WHAT YOU HAVE TO DO - Give the stretch of the cgroup flushing excerpt from "I think it conceptually" through "wouldn't have helped." again, swapping "cgroup v1" for "cgroup v2".

SELECTED EXCERPT -
I remember discussing this with Shakeel and Michal Koutný in LPC two
years ago. I suggested it multiple times over the last few years, most
recently in: https://lore.kernel.org/lkml/CAJD7tkbpFu8z1HaUgkaE6bup_fsD39QLPmgNyOnaTrm+hZ_9hA@mail.gmail.com/.

I think it conceptually makes sense, and I took a stab at it when I
was working on fixing the hard lockups due to atomic flushing, but the
system I was working on was using cgroup v1, so different subsystems
had different hierarchies (and hence different trees) anyway, so it
wouldn't have helped.

This is especially true for the MM subsystem, which apparently flushes
most often and has the most expensive flushes, so other subsystems are
probably being unnecessarily taxed.

>
> [0] https://lore.kernel.org/all/CAOm-9arwY3VLUx5189JAR9J7B=Miad9nQjjet_VNdT3i+J+5FA@mail.gmail.com/
> [1] https://github.blog/engineering/debugging-network-stalls-on-kubernetes/
>
> Changelog
> v2: updated cover letter and some patch text. no code changes.

RECORDS -

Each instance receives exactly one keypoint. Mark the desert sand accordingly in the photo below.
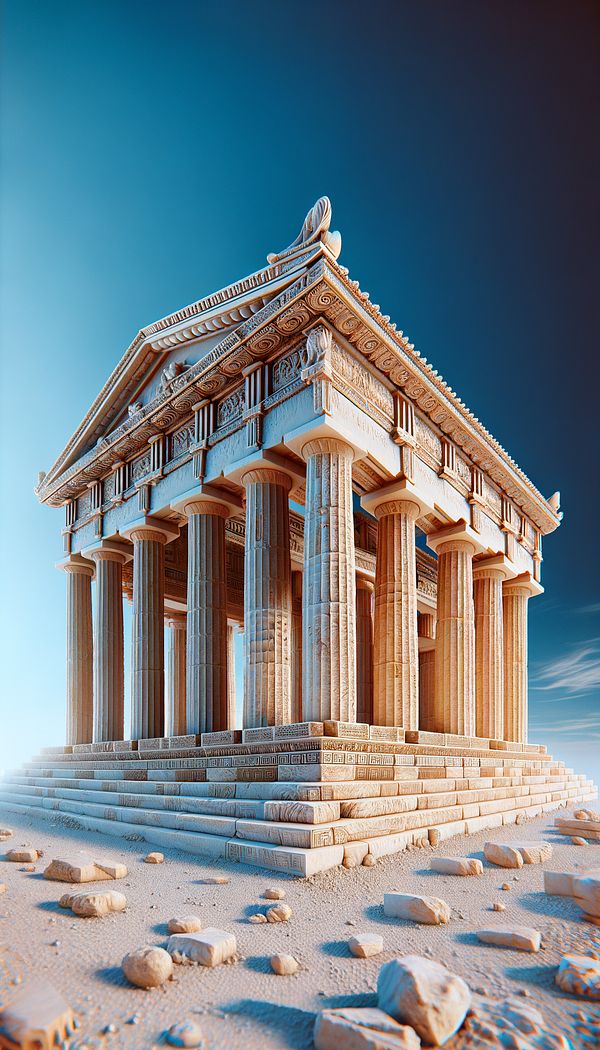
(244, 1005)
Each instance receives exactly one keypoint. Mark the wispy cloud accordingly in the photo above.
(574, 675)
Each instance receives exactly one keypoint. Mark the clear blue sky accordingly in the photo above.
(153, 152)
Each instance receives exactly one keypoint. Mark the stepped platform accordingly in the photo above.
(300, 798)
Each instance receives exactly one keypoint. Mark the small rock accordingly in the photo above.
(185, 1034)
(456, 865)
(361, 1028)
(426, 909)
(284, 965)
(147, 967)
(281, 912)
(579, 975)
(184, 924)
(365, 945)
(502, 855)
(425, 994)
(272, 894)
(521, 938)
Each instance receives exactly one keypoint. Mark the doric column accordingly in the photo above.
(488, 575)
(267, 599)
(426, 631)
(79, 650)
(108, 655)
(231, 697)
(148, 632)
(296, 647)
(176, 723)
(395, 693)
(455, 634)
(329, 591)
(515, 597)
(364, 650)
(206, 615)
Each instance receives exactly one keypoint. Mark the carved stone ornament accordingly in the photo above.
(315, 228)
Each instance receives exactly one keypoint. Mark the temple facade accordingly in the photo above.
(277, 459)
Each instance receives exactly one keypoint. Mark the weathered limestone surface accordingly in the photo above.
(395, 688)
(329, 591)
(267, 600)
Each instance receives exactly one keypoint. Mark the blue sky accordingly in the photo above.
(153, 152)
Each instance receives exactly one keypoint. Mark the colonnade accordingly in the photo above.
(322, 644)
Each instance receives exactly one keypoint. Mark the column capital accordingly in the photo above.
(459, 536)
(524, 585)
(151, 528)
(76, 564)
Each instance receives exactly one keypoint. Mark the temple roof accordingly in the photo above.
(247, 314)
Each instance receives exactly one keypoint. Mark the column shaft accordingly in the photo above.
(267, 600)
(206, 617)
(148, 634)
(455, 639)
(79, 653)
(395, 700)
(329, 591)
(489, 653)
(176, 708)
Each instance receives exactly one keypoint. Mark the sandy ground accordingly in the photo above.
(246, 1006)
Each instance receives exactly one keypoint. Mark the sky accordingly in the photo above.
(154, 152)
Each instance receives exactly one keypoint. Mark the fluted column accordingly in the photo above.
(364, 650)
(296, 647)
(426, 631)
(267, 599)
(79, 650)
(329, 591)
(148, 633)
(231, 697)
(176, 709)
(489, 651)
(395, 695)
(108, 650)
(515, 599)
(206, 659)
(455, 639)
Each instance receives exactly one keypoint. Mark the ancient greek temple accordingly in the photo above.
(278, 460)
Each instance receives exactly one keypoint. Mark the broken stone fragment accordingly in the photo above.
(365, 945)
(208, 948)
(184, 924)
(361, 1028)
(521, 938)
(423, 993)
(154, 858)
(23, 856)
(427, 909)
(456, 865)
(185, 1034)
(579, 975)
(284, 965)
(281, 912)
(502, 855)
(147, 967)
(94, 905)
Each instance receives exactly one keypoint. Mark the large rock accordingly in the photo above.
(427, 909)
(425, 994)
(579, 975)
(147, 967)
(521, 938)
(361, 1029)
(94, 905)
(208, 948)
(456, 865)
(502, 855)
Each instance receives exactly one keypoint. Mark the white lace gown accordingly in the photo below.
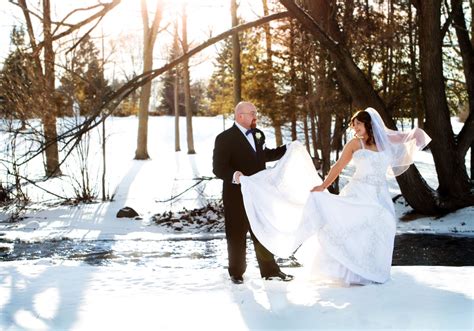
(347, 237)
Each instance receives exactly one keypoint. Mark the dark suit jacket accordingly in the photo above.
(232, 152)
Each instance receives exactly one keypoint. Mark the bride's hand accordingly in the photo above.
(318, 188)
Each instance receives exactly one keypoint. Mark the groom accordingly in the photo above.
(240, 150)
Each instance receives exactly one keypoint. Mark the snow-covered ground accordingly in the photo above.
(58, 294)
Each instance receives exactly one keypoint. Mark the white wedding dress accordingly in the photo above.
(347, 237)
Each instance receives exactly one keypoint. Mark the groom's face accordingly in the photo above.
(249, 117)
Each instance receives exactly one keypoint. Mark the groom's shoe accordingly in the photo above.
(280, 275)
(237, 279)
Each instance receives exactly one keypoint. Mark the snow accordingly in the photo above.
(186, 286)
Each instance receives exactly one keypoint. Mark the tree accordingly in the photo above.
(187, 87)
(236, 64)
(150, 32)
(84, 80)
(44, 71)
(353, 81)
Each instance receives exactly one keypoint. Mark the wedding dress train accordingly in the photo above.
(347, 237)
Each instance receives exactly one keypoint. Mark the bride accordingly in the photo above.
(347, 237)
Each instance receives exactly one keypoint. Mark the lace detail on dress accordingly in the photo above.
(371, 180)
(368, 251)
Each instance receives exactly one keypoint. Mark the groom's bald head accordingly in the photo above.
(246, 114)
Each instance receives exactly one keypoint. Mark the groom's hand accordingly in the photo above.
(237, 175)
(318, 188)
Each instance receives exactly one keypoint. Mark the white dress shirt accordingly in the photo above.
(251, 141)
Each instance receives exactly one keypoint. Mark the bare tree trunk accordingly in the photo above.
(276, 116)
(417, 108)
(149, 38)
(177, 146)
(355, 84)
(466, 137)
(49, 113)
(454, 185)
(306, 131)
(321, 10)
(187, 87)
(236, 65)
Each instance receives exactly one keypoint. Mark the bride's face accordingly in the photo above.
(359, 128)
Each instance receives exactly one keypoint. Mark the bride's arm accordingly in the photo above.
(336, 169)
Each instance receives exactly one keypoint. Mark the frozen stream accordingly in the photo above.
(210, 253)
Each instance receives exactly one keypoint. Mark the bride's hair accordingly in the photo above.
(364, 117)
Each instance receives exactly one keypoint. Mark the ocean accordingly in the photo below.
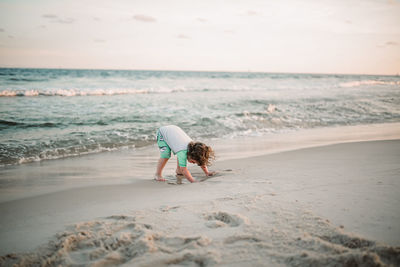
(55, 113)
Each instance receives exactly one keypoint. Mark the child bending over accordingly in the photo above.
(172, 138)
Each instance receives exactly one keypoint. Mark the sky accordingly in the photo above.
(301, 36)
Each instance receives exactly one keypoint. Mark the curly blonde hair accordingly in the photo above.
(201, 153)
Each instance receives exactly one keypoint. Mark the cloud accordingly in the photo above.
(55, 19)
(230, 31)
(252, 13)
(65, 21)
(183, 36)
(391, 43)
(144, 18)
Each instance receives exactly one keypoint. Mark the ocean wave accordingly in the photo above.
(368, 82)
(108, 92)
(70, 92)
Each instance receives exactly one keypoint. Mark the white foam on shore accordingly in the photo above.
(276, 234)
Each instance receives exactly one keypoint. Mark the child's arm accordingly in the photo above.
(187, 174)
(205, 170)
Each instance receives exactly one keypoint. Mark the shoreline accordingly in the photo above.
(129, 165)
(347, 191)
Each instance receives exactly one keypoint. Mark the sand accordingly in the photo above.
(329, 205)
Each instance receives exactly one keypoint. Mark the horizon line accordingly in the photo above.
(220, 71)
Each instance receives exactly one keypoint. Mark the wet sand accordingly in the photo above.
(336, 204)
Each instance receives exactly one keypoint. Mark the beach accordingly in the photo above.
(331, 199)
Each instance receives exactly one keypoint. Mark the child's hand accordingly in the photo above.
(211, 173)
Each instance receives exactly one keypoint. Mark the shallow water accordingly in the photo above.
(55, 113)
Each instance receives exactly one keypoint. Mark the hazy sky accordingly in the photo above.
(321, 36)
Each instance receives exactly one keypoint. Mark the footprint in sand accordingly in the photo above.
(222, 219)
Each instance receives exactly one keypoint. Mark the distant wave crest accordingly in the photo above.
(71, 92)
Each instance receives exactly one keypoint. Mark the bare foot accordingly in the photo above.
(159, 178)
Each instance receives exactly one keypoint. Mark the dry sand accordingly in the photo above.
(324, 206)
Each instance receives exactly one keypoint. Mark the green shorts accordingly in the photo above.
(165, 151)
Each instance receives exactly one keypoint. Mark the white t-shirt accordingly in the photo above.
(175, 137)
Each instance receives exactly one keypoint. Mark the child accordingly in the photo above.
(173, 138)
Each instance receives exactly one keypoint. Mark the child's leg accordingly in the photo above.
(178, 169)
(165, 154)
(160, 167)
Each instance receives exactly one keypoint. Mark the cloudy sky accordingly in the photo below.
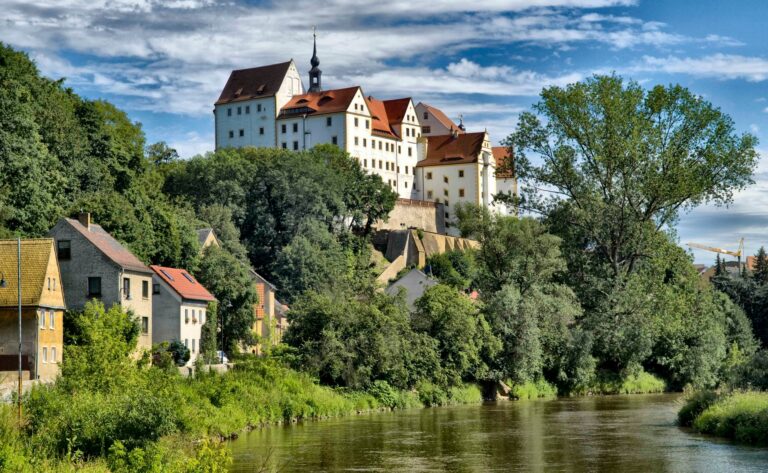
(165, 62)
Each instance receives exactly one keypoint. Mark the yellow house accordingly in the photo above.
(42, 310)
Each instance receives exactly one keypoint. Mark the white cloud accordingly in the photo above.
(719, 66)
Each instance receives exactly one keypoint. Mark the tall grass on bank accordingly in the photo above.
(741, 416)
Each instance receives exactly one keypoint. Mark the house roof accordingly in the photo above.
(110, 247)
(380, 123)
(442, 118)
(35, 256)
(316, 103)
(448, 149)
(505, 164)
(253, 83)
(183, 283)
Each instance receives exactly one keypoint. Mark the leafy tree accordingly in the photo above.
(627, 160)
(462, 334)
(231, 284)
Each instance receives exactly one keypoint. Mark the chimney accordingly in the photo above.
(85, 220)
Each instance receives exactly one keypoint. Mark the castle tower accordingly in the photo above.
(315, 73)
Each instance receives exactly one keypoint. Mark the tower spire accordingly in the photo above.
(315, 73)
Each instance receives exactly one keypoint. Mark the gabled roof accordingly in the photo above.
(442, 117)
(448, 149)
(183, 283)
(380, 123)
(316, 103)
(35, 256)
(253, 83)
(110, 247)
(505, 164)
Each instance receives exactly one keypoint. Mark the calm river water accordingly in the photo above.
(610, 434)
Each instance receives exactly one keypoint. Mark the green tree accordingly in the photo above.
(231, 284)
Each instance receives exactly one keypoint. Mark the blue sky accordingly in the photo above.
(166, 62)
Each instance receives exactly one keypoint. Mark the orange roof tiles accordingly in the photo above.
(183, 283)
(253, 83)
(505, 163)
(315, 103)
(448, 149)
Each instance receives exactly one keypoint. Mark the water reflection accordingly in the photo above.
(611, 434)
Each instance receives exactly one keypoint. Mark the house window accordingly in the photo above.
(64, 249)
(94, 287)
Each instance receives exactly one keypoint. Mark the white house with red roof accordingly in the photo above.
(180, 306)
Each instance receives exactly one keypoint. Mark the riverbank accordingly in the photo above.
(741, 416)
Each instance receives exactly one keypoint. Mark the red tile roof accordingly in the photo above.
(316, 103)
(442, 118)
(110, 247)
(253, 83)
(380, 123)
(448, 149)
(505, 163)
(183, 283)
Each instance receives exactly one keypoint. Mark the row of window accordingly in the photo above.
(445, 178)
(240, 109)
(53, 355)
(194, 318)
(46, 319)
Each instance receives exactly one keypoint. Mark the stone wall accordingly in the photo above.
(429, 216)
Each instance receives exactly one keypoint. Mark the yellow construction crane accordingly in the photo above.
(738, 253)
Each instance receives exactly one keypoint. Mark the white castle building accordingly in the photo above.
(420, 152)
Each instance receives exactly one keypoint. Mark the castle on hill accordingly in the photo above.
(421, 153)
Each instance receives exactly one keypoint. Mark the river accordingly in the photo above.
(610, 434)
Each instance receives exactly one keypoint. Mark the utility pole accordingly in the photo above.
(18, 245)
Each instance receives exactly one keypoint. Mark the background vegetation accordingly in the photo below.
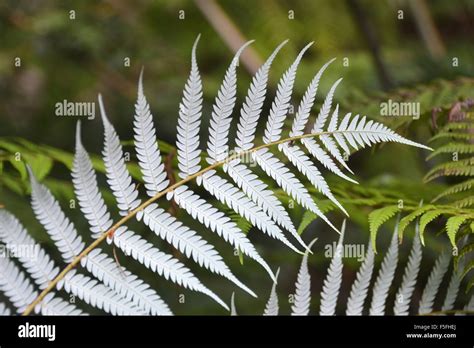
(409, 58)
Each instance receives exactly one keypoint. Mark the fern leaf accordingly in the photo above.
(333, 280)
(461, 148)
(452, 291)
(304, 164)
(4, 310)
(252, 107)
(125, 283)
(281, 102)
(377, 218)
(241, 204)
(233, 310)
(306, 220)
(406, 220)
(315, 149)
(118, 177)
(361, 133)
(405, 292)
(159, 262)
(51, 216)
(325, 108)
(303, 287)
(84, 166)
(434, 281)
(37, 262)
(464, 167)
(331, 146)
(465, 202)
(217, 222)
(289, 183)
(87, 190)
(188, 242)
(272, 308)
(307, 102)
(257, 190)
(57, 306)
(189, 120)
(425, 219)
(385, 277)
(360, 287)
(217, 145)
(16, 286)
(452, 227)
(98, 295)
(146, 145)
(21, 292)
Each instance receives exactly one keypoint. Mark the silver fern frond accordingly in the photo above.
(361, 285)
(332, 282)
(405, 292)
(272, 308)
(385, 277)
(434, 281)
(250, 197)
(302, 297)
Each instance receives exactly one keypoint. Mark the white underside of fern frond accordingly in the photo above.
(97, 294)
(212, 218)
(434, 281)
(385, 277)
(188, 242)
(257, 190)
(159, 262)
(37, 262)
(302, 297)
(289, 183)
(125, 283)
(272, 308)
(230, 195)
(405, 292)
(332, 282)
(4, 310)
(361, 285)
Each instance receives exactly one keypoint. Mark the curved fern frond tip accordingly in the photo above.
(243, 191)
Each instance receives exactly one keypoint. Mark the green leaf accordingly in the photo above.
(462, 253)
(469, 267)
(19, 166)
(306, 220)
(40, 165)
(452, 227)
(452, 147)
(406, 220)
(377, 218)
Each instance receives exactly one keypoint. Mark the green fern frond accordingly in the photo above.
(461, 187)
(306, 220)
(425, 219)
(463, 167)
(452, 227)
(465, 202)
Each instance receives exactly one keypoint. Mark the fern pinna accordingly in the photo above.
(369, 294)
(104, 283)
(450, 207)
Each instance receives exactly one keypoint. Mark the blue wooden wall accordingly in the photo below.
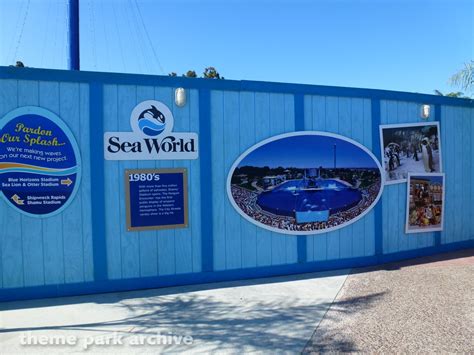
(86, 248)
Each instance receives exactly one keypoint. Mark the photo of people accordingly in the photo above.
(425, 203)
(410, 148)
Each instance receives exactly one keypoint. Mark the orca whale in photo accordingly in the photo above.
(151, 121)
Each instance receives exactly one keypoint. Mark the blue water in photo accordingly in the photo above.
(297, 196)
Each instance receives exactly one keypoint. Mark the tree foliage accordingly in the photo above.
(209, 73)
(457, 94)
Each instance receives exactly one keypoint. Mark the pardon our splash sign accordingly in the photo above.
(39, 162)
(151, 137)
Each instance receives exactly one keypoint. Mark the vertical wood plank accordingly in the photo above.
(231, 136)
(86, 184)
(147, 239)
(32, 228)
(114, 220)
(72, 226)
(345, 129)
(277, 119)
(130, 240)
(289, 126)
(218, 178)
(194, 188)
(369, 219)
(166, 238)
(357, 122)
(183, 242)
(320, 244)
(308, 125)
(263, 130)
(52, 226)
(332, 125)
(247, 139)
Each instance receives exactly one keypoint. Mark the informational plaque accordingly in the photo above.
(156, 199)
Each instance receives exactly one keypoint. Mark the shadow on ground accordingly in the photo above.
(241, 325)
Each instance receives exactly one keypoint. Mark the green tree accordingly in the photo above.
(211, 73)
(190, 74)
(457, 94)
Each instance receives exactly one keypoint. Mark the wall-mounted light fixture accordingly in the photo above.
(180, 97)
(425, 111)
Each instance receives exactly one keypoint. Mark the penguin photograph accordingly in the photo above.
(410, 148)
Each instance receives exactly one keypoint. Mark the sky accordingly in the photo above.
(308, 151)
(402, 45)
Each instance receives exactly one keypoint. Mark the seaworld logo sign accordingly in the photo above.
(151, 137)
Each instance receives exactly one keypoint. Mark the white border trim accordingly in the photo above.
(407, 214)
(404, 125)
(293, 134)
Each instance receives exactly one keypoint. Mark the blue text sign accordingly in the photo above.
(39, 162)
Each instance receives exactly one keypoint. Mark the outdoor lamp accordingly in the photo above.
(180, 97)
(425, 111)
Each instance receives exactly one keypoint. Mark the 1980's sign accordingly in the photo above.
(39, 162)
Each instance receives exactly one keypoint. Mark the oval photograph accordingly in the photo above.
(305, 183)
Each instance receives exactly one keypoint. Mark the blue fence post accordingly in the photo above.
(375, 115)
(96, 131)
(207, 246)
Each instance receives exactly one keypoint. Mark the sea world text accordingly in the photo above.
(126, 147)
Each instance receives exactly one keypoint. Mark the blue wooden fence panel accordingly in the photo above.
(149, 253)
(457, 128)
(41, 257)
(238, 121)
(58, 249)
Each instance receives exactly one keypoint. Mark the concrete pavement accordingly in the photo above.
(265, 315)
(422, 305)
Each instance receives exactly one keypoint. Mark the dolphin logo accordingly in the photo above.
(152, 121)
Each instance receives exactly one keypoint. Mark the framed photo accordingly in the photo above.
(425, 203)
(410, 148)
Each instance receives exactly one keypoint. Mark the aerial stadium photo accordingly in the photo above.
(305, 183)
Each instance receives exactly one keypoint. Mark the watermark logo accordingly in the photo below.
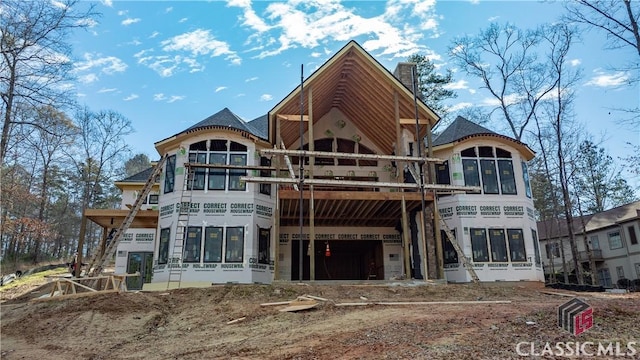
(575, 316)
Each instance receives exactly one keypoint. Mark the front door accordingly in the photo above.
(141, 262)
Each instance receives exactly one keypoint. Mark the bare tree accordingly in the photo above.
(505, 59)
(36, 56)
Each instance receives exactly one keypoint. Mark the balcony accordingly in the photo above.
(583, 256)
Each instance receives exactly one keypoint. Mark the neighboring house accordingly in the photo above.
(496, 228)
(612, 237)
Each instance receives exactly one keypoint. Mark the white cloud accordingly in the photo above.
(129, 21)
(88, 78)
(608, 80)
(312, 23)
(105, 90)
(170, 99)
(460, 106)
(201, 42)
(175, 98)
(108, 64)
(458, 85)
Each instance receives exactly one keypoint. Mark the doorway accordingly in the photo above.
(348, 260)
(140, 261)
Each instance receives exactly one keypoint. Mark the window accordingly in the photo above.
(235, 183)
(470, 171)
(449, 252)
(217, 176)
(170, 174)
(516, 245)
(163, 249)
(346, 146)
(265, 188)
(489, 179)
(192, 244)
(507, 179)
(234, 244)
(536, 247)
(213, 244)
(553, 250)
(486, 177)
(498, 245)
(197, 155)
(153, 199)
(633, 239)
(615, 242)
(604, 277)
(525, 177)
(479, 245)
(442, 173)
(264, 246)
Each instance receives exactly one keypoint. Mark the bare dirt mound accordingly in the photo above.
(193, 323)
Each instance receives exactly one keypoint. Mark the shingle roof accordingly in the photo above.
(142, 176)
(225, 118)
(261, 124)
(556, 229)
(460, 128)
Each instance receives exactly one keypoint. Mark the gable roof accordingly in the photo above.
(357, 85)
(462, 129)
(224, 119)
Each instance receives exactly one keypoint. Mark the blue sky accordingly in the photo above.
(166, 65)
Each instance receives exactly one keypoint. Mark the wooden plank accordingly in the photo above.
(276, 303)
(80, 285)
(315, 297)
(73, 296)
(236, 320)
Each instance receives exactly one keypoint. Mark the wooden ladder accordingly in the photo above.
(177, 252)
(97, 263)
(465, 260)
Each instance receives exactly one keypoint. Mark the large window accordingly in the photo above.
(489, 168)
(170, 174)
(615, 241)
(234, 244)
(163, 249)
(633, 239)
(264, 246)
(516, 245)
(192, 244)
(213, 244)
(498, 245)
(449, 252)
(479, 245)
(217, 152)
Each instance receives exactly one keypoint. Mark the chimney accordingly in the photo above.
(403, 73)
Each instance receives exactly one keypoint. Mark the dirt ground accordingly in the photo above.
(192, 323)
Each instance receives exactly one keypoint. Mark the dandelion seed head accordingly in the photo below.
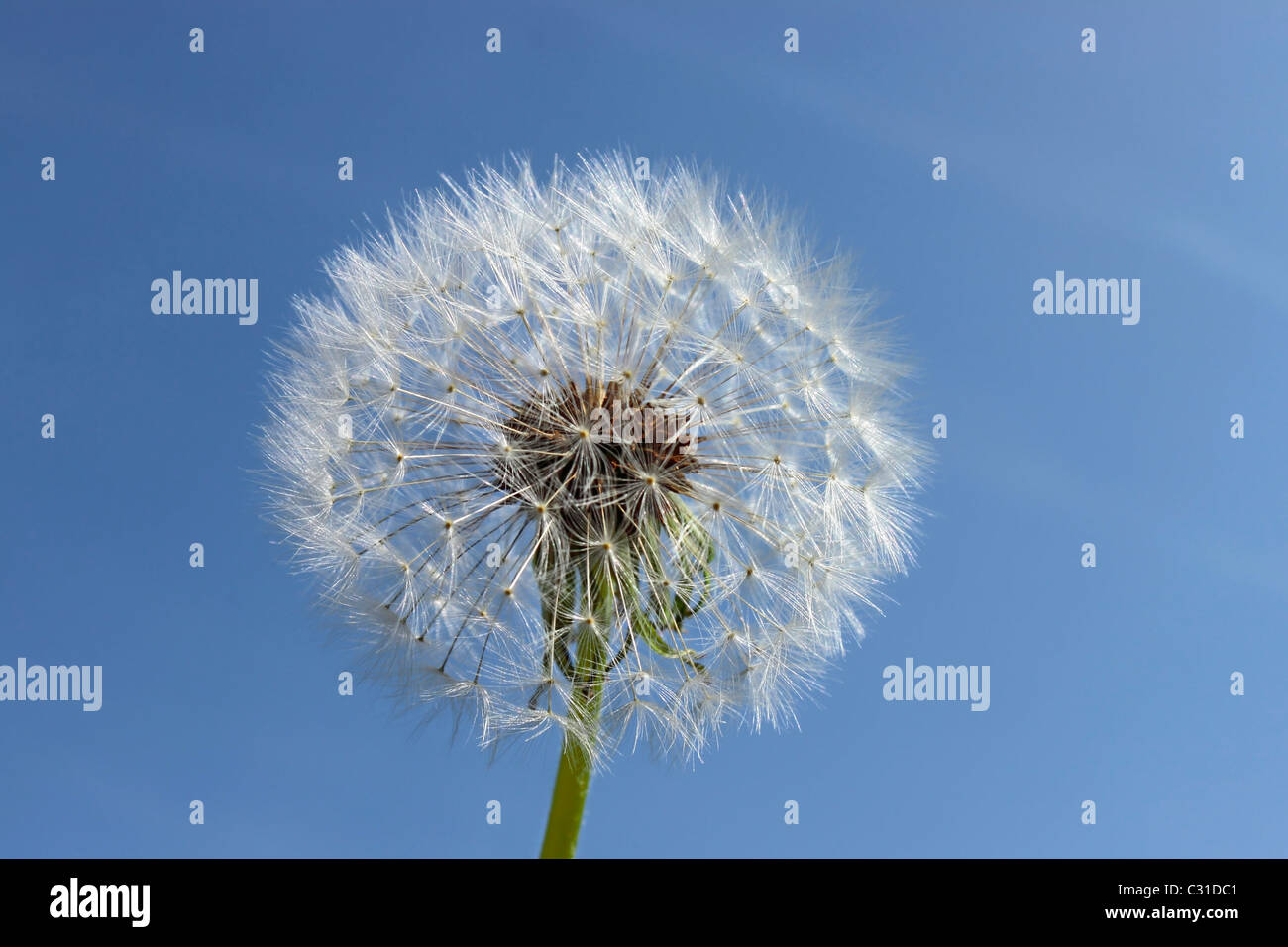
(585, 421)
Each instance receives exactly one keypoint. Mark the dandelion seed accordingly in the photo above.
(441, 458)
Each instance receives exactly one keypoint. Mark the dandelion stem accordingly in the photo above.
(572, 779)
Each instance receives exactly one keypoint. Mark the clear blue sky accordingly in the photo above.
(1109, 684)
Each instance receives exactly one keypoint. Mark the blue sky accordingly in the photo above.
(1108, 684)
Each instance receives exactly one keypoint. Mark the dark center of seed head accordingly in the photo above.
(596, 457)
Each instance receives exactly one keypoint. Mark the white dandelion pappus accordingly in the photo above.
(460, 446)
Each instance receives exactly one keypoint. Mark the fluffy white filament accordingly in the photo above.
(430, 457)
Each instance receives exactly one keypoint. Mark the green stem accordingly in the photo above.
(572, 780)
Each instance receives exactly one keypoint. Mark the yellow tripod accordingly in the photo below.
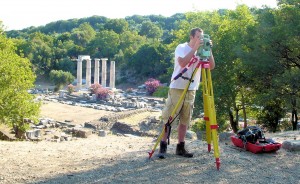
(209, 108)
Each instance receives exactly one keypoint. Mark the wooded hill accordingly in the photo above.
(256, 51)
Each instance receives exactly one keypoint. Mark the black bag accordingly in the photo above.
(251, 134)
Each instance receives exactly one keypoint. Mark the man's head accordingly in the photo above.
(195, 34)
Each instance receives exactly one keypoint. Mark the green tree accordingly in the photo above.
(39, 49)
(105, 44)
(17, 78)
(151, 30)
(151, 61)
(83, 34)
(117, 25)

EXERCISE SOLUTION -
I think it conceptually makes sense, and I took a stab at it when I
was working on fixing the hard lockups due to atomic flushing, but the
system I was working on was using cgroup v2, so different subsystems
had different hierarchies (and hence different trees) anyway, so it
wouldn't have helped.